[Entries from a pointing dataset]
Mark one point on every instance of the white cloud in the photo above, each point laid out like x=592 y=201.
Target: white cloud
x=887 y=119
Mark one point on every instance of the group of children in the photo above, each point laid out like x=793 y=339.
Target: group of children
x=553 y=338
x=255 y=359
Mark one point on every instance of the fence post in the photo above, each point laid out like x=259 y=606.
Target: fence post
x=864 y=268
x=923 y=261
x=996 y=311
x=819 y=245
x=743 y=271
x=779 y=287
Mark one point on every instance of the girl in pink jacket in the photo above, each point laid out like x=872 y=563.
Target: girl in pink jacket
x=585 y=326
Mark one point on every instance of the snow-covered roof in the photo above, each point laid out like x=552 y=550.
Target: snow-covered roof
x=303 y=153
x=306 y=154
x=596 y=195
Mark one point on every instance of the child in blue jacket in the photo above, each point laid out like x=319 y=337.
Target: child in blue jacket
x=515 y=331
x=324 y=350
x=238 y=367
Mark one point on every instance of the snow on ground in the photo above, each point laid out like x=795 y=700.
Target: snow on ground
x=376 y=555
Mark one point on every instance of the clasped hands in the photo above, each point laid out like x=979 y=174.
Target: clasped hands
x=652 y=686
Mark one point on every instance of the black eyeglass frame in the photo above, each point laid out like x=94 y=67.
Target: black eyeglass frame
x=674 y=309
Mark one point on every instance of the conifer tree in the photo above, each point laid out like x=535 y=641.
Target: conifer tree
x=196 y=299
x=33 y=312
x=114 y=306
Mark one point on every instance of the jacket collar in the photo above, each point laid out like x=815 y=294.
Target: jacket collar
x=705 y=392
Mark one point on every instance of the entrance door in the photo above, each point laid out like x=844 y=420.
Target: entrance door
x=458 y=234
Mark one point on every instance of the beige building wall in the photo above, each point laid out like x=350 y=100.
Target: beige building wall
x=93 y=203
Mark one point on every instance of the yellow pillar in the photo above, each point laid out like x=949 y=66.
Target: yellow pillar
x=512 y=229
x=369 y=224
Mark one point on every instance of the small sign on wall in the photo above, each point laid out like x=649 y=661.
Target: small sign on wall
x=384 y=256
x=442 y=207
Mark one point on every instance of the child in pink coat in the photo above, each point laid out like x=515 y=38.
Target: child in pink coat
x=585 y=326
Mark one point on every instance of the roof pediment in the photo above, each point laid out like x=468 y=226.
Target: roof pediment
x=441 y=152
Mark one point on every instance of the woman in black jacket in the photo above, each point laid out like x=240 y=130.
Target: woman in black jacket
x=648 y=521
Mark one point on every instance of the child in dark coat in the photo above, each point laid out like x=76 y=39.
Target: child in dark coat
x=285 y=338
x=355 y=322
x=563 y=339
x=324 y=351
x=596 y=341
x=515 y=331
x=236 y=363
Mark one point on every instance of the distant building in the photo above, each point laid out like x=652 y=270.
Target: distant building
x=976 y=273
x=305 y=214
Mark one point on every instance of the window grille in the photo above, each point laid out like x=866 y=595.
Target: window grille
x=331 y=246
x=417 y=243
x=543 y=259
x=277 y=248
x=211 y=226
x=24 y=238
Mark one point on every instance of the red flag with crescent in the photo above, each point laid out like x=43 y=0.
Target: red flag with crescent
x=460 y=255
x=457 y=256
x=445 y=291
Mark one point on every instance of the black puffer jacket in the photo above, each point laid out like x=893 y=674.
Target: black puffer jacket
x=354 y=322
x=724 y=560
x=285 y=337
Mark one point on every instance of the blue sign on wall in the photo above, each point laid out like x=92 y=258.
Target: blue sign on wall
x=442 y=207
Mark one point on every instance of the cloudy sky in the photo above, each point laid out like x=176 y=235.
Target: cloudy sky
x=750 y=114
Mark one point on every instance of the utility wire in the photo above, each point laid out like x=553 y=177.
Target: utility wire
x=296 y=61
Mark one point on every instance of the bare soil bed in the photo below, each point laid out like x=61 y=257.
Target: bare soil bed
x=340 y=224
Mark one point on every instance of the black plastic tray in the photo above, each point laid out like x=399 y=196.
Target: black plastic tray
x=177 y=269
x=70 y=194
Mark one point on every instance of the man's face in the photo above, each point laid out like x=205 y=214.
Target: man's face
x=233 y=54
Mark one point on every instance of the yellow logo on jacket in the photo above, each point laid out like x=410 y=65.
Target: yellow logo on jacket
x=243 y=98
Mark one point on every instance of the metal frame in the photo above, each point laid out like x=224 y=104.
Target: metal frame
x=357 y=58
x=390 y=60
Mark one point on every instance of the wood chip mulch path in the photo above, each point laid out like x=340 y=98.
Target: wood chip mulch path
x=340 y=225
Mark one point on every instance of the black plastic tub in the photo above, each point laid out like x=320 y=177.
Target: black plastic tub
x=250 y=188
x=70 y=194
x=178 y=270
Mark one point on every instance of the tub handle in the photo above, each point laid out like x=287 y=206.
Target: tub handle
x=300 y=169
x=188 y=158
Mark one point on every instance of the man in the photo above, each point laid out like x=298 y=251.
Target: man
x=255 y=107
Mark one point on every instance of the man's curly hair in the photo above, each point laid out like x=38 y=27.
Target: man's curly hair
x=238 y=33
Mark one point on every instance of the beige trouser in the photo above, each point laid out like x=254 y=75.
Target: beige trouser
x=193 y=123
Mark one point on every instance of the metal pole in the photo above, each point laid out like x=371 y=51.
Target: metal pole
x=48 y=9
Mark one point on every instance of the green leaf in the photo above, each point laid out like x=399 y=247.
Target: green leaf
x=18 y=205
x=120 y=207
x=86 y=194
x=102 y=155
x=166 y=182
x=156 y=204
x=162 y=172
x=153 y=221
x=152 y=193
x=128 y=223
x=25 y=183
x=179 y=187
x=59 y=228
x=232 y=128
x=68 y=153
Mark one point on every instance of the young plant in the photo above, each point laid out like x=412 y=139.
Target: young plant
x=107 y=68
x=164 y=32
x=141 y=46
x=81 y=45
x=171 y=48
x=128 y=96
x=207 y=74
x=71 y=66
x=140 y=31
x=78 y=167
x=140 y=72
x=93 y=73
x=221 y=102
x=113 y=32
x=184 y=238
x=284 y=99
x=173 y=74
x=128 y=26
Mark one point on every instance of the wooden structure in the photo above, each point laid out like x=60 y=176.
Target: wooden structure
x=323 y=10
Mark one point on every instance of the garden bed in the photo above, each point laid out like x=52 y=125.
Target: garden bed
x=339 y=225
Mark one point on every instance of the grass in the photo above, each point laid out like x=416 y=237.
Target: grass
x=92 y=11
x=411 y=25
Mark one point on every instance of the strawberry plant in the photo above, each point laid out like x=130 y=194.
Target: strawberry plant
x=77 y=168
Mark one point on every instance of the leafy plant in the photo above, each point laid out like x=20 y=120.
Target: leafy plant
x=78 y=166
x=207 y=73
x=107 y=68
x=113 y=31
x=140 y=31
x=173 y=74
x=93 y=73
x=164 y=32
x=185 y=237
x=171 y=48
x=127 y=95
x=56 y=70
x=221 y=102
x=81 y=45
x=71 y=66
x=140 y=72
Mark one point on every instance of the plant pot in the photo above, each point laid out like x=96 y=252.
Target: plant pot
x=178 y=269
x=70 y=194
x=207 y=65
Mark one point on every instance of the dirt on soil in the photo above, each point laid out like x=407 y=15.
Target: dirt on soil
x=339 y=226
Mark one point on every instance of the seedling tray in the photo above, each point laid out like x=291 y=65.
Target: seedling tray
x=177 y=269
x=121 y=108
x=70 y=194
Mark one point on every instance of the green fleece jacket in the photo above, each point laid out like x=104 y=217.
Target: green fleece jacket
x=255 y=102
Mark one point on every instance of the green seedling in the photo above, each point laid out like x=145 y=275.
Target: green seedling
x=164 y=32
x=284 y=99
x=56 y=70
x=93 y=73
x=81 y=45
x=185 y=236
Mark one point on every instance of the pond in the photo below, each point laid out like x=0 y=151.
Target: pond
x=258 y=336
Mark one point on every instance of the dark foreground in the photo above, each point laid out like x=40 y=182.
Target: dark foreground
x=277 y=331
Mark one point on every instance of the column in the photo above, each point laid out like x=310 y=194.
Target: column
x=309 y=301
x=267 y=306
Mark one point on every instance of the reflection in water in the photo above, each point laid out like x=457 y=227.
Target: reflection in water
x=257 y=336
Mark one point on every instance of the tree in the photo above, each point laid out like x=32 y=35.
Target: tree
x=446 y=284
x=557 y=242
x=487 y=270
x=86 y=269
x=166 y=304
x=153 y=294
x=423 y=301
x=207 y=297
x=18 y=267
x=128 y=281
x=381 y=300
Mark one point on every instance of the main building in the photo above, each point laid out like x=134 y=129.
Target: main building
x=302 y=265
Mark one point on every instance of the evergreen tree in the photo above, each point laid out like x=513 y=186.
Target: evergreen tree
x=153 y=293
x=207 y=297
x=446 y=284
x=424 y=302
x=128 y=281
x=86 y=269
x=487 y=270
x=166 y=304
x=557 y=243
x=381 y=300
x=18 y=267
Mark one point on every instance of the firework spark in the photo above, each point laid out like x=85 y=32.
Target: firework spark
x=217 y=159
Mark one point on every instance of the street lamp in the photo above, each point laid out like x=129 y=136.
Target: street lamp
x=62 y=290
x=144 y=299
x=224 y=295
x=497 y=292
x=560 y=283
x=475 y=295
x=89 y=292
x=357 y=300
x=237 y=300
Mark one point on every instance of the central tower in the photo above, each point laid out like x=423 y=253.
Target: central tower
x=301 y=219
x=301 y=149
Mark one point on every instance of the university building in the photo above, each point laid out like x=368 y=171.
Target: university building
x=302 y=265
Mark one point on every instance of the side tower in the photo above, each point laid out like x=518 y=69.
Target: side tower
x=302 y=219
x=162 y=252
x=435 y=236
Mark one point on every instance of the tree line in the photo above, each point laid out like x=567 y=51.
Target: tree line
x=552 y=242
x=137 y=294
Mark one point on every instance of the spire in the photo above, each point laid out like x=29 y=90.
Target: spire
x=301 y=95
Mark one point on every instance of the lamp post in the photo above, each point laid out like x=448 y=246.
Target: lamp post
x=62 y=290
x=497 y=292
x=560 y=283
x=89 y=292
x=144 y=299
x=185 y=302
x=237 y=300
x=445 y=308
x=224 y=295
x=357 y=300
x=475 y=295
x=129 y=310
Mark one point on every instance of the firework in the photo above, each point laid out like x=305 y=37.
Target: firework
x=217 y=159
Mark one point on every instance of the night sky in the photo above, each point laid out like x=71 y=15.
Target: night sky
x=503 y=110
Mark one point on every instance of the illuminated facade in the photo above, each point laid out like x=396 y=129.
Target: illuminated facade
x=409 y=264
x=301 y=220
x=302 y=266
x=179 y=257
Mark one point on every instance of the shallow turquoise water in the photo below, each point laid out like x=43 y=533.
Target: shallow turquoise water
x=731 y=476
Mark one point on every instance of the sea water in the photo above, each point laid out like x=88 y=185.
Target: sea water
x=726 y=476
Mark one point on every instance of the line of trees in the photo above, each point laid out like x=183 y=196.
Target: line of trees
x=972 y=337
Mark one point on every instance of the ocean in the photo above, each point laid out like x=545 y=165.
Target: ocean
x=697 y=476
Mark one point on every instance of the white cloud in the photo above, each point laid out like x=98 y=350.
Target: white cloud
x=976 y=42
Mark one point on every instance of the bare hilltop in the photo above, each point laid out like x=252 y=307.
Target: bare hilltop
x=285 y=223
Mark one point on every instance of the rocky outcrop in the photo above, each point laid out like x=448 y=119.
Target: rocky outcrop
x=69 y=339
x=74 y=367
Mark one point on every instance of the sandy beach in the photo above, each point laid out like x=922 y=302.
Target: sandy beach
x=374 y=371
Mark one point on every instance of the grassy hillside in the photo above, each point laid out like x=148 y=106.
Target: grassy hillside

## What you are asked to do
Rename "fence post" to "wooden post" in the items running from the start of the list through the line that contains "x=779 y=287", and return only those lines with nothing else altered.

## Reply to the task
Mark one point on every instance of the white cloud in the photo above, each point laid out like x=592 y=201.
Target: white cloud
x=887 y=119
Mark one point on every instance of the group of children in the photo above, each point laid out like x=793 y=339.
Target: group of children
x=553 y=338
x=255 y=359
Mark one point on every instance of the wooden post in the photo above, each point laid out like x=259 y=606.
Target: wooden post
x=864 y=268
x=923 y=261
x=996 y=311
x=819 y=245
x=743 y=271
x=779 y=287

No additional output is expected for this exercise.